Supplied material:
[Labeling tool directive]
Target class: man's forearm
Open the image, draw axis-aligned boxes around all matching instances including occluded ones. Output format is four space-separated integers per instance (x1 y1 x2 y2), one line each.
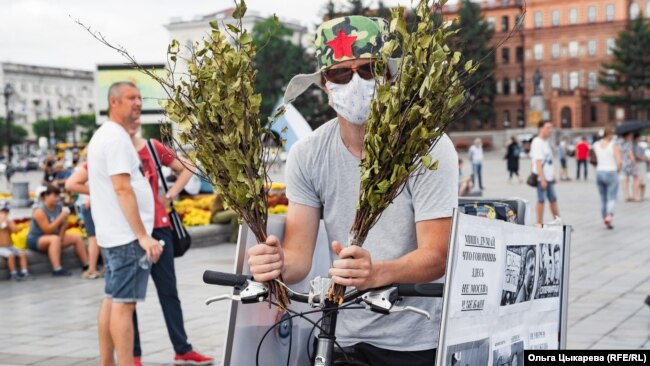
115 189 149 239
373 248 447 287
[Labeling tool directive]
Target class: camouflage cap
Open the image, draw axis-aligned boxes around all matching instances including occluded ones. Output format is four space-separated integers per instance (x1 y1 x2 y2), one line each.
314 15 389 70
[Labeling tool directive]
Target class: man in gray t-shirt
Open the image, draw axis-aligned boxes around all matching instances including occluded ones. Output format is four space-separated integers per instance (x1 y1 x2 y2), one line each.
248 17 458 365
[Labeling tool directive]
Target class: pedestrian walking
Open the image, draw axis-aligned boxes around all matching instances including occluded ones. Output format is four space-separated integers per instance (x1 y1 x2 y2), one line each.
530 121 560 225
576 136 589 180
621 132 641 202
88 82 162 365
469 138 483 190
126 119 214 366
557 136 568 180
505 136 521 183
593 128 622 229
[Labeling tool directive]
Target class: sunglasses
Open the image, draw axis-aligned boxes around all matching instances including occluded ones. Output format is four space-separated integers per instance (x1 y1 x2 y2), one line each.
323 63 375 84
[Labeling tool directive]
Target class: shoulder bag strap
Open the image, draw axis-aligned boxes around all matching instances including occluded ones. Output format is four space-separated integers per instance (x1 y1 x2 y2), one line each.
147 139 174 210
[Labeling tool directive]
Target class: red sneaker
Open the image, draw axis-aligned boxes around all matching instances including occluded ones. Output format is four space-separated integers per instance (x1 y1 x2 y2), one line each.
174 350 214 365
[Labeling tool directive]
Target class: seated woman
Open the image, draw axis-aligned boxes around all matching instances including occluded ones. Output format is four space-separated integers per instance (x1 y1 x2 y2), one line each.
27 186 88 276
210 193 239 243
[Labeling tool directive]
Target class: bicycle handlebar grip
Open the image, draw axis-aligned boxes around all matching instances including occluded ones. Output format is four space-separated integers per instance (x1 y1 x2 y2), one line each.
203 271 248 287
397 283 444 297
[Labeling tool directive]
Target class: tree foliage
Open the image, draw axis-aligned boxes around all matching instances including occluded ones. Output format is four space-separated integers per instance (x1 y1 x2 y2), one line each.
452 0 496 129
599 15 650 119
252 18 334 128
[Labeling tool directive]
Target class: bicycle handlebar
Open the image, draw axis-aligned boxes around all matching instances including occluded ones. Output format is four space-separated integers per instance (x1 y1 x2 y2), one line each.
203 270 444 303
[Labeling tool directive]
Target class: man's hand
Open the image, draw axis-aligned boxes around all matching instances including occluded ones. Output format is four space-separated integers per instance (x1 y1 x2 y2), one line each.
539 179 548 191
138 235 163 263
248 235 284 282
329 241 375 290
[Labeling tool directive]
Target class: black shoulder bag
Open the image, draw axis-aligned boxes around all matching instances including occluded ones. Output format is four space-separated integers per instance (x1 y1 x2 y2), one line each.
147 139 192 257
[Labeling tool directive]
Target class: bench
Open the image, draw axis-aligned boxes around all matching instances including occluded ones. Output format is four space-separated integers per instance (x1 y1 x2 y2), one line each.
0 224 230 280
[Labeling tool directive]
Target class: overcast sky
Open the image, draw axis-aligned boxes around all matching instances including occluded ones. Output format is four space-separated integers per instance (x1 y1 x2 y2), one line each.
0 0 456 70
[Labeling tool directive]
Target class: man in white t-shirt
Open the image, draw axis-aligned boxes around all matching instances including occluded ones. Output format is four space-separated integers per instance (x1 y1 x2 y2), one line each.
88 82 162 365
530 121 560 224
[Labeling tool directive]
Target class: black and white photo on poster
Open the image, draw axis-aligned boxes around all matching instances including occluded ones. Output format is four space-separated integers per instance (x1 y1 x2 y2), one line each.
492 333 524 366
526 321 560 350
445 338 490 366
535 244 562 299
501 245 537 306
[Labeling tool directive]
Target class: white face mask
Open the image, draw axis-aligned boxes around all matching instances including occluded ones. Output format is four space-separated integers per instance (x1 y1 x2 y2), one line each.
325 72 376 125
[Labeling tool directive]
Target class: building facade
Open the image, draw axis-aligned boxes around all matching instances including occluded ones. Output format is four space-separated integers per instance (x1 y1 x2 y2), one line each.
166 8 309 57
0 63 95 138
444 0 650 130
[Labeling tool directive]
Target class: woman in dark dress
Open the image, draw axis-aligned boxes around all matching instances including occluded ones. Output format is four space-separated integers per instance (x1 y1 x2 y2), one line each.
505 136 521 183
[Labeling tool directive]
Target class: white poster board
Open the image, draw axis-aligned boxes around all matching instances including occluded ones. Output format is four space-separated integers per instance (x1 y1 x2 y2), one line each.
222 215 331 366
437 213 568 366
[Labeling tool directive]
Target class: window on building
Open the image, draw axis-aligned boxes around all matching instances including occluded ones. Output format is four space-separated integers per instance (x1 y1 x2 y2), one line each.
607 104 616 121
515 47 524 64
569 41 579 57
590 104 598 123
569 8 578 24
605 38 616 55
515 14 524 29
551 73 562 89
569 71 580 90
517 109 524 126
487 17 496 29
587 71 598 90
551 10 560 27
587 5 596 23
551 43 560 58
587 39 598 56
605 4 614 22
535 10 544 28
533 44 544 61
630 3 641 19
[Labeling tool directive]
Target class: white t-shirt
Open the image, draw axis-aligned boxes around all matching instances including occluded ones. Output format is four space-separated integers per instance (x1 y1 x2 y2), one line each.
88 121 154 248
530 136 555 182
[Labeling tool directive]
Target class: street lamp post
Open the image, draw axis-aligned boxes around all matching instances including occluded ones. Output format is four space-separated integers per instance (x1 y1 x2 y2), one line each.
45 100 56 152
4 83 14 165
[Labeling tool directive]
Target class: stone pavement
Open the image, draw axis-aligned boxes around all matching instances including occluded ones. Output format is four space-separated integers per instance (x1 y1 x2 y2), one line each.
0 153 650 366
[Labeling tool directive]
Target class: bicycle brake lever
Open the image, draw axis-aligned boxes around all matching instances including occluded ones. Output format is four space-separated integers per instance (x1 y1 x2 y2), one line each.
388 305 431 320
205 294 241 305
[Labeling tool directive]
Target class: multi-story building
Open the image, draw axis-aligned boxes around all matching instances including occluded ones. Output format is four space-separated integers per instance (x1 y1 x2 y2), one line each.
444 0 650 130
166 8 309 56
0 63 95 137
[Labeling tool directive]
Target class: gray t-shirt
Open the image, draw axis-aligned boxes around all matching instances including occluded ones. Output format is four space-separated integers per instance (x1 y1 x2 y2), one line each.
285 119 458 351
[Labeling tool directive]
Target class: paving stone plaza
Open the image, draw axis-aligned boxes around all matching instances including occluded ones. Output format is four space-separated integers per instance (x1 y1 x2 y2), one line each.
0 152 650 366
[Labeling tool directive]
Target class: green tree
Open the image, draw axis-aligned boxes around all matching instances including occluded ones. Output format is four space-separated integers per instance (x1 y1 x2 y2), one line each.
0 118 27 147
453 0 496 129
253 18 331 131
599 15 650 119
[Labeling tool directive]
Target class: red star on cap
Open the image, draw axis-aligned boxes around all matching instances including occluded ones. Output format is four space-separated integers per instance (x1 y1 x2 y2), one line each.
327 29 357 59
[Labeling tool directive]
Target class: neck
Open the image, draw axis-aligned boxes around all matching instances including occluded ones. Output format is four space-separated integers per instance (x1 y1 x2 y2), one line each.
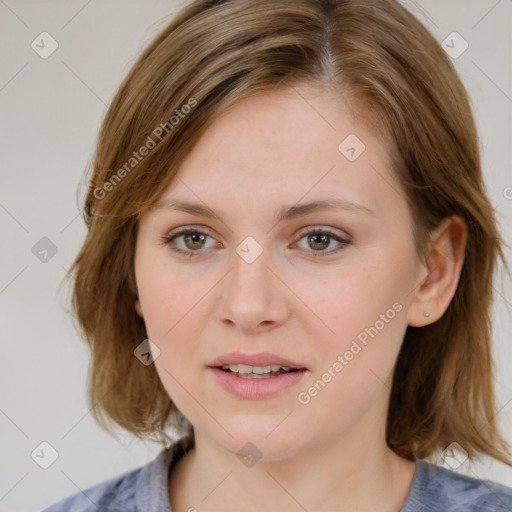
169 398 415 512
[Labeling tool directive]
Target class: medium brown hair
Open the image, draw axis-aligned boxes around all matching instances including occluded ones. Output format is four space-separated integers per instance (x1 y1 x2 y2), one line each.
61 0 510 464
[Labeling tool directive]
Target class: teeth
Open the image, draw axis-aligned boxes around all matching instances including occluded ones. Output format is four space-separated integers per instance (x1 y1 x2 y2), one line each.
222 364 291 376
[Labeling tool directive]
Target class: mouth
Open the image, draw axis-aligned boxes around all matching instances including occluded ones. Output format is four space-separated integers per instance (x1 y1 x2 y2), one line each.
216 364 305 379
208 352 309 400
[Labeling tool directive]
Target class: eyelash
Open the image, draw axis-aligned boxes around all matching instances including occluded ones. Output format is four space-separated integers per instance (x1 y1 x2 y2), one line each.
162 228 350 258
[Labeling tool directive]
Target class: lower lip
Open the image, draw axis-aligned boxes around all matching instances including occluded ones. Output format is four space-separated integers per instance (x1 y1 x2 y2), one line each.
210 368 307 400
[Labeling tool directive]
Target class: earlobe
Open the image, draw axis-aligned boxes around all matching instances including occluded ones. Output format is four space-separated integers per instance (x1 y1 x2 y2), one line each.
408 215 467 327
134 299 144 318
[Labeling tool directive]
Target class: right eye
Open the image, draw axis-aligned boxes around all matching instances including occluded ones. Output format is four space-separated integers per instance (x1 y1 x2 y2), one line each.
162 227 213 257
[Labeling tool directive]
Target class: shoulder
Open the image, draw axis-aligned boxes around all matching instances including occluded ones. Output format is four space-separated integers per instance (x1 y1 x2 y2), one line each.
42 468 142 512
402 460 512 512
41 438 190 512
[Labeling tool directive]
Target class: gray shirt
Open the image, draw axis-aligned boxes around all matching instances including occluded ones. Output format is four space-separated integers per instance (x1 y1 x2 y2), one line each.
42 438 512 512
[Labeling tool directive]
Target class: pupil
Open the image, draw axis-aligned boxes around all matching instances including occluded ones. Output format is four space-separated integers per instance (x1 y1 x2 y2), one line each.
185 233 204 249
309 233 329 249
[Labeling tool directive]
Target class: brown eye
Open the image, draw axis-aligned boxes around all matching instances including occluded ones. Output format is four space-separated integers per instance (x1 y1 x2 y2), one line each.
162 228 214 256
294 228 350 256
308 233 330 250
183 232 206 250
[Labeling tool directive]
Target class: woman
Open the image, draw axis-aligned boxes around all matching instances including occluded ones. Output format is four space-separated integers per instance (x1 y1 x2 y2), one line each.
43 0 512 512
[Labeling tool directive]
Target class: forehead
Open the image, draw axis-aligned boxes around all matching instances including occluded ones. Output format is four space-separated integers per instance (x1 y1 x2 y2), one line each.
156 85 400 218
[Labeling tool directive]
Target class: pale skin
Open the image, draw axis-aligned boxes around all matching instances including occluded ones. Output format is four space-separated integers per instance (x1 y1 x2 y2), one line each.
135 84 467 512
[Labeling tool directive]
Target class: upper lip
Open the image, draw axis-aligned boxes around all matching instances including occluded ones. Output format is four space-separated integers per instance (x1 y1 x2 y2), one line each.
208 352 306 370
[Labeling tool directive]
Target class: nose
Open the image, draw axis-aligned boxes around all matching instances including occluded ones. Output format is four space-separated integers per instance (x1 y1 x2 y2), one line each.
217 242 290 333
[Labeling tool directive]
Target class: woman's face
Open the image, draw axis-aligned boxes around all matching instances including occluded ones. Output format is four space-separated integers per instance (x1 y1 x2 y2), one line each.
135 85 426 459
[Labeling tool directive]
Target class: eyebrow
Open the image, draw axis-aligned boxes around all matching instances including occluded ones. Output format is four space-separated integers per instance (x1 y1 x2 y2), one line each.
154 198 376 223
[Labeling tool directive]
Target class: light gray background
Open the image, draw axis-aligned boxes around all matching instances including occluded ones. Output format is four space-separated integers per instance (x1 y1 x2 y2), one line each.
0 0 512 512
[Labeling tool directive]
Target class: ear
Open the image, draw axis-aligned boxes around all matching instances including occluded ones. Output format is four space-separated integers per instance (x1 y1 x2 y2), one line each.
134 299 144 318
407 215 467 327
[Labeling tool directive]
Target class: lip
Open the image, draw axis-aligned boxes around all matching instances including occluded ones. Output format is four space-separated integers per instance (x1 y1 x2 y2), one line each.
208 352 307 370
208 367 309 400
208 352 309 400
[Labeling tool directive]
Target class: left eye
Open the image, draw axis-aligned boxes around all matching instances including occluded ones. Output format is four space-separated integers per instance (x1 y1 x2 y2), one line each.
294 229 350 256
162 228 350 257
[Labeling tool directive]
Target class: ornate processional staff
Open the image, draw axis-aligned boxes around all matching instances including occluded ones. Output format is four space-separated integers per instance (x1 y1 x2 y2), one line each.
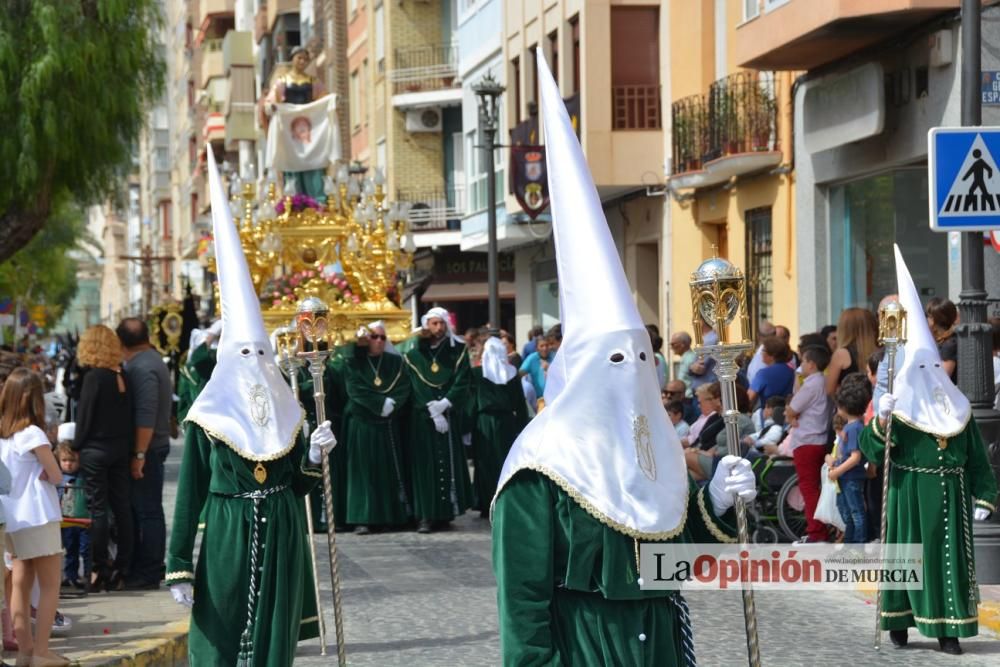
295 296 347 667
274 327 326 655
690 257 760 667
875 301 906 650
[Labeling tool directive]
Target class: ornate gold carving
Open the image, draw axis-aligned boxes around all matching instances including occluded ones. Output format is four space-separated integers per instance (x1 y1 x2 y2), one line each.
248 384 271 427
208 175 415 345
253 461 267 484
632 415 656 481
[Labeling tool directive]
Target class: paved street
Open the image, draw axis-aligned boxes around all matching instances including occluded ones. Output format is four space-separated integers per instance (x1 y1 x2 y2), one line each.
296 513 1000 667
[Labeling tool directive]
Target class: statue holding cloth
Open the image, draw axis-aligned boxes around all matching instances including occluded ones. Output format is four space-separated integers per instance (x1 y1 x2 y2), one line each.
264 47 340 203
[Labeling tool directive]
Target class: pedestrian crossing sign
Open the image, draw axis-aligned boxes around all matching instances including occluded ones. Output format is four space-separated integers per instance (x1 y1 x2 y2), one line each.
927 127 1000 232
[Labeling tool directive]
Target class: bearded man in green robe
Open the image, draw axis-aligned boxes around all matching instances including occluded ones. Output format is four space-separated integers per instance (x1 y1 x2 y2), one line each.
341 322 412 535
403 308 472 533
861 247 997 655
177 320 222 423
469 336 528 518
492 53 756 667
166 151 336 667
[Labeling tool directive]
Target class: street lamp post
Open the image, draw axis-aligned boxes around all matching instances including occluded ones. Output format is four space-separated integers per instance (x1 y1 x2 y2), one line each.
955 0 1000 584
956 0 1000 443
472 74 504 328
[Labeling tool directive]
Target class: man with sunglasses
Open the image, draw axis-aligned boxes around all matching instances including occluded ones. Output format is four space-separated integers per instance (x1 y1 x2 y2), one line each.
403 308 472 533
340 322 412 535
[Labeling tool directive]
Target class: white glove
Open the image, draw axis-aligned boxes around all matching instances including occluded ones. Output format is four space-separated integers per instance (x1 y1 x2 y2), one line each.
878 392 896 421
427 398 451 417
170 584 194 607
431 415 448 433
309 420 337 465
708 454 757 516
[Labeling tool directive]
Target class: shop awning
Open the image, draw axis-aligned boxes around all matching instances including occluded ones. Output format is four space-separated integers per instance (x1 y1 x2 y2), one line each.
420 282 516 303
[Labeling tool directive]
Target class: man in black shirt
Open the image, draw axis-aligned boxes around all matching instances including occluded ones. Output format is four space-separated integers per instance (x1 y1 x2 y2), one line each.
117 317 173 589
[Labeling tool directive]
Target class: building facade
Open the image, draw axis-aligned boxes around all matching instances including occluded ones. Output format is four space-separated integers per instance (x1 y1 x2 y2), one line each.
502 0 670 339
667 0 798 342
736 0 985 331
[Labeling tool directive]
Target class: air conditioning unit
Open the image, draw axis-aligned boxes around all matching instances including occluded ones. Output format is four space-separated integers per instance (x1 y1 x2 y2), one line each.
406 108 441 132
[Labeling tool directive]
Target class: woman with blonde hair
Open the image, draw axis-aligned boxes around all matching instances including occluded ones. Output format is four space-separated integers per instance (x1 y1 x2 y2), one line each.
826 308 878 396
73 324 134 591
0 368 69 667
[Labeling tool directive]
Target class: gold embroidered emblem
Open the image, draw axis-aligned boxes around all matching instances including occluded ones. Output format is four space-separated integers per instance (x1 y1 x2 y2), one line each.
253 461 267 484
632 415 656 481
249 384 270 426
934 387 951 415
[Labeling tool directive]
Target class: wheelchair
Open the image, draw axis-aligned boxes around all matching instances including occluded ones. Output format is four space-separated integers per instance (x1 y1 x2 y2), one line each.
747 456 806 544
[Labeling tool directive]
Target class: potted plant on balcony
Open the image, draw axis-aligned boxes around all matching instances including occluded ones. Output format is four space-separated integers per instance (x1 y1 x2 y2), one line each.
749 86 777 151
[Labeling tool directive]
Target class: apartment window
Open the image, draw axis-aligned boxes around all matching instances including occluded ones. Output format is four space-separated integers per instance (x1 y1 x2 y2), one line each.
360 58 371 125
569 14 580 93
528 44 538 115
510 58 521 123
611 7 661 130
549 30 559 83
160 201 174 241
375 5 385 74
745 206 774 326
375 137 388 171
351 70 361 131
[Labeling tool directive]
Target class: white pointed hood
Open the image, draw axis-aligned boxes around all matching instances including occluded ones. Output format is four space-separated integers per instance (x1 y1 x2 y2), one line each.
187 150 304 461
892 246 972 438
482 336 517 384
494 51 688 540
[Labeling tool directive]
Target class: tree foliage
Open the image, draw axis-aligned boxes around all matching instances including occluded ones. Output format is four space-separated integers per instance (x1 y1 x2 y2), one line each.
0 0 164 261
0 194 94 318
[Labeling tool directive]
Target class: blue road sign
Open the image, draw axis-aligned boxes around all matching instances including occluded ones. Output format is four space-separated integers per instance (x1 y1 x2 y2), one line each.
927 127 1000 232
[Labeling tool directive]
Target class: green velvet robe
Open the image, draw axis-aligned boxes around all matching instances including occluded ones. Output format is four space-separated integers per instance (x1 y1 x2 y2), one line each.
341 344 412 525
493 470 736 667
403 338 472 521
861 417 997 637
469 367 528 512
299 350 348 533
177 343 215 424
166 424 319 667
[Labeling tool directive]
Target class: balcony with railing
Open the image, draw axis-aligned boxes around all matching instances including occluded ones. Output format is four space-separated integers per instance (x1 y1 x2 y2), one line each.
396 186 466 236
389 44 462 108
670 71 781 188
733 0 959 70
200 39 226 88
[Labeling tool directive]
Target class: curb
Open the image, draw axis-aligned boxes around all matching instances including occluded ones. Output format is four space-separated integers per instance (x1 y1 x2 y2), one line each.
71 619 188 667
854 586 1000 639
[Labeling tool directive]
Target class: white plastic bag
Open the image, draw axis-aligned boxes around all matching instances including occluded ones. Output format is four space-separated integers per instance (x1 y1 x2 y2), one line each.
814 463 847 530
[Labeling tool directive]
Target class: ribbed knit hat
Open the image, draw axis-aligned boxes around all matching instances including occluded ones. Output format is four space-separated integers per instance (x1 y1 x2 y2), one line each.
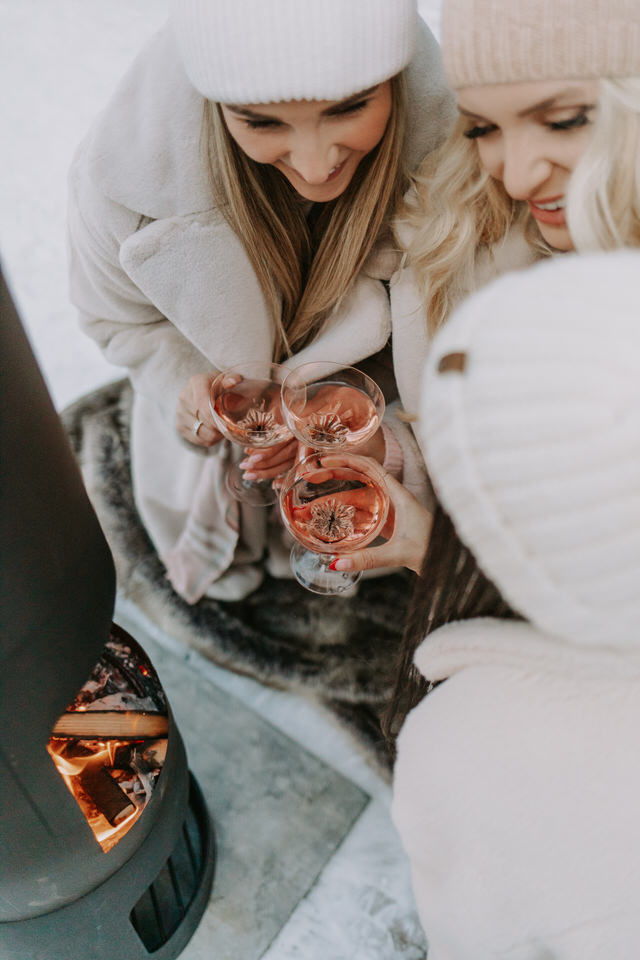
170 0 417 103
420 251 640 648
442 0 640 89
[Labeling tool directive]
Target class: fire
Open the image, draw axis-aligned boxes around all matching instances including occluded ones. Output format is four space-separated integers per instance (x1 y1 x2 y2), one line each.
47 737 158 853
47 624 169 853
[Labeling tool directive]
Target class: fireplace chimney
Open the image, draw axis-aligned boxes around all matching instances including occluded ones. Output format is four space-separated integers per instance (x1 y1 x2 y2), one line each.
0 264 214 960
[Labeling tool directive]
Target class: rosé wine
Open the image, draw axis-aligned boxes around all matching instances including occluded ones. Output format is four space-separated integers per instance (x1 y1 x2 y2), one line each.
282 361 384 450
212 379 291 448
281 466 388 553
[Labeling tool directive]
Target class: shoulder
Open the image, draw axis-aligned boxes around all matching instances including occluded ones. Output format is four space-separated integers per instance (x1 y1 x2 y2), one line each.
74 26 211 219
404 17 456 170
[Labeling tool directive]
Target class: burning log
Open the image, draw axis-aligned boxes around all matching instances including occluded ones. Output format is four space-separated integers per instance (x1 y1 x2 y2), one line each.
51 710 169 740
78 763 136 827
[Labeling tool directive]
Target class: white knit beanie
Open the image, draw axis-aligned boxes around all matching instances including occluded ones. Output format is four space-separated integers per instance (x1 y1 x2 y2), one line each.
420 251 640 648
442 0 640 89
170 0 417 103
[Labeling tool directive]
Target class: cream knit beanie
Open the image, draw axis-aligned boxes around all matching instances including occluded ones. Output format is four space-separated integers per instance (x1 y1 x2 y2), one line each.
170 0 417 103
442 0 640 89
420 250 640 648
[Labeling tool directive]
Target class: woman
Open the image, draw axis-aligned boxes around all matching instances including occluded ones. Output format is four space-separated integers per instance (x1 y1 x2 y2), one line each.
393 250 640 960
336 0 640 571
70 0 450 603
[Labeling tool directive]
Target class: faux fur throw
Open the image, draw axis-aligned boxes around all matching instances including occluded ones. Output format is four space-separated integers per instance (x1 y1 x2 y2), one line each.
61 380 411 771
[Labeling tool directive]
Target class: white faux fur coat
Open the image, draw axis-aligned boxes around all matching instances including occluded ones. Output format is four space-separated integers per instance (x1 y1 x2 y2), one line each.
393 618 640 960
69 16 453 602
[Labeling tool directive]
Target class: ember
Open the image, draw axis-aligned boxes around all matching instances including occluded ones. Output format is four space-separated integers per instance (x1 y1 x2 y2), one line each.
47 638 168 853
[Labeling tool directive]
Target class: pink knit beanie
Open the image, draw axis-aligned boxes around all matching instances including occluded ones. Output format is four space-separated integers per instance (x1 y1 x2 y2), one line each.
442 0 640 89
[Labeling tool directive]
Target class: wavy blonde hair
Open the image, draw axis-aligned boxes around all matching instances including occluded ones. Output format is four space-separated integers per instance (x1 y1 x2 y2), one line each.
567 77 640 252
397 78 640 334
203 74 408 361
397 117 549 335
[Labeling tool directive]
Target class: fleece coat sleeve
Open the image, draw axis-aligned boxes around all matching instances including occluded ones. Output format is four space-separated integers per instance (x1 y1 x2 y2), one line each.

Task goal: Render the items from the beginning up to and including the line with "248 17 458 365" as a two-column CSV headed item_text and answer, with one row per item. Place each item's text and its answer in a single quoted field apiece, with line breaks turned into spaces and the pictures omitted.

Worked answer:
item_text,answer
"[Labeling tool directive] Target class: man's forearm Open the image, draw axis-aligned boxes around all matching instances including occluded ones. Output format is four space-separated integers per instance (x1 y1 x2 y2), one line each.","115 189 149 239 373 248 447 287"
"[Labeling tool directive] Target class: camouflage cap Open the image, draw axis-aligned boxes around all matching instances including occluded ones. Output format is four space-separated integers per instance (x1 y1 x2 y2), one line each.","314 15 389 70"
"[Labeling tool directive] Target class: man in gray t-shirt Open the image, draw axis-aligned boxes around all matching instances including occluded ones. Output format is four space-separated integers per instance (x1 y1 x2 y2), one line each.","248 17 458 365"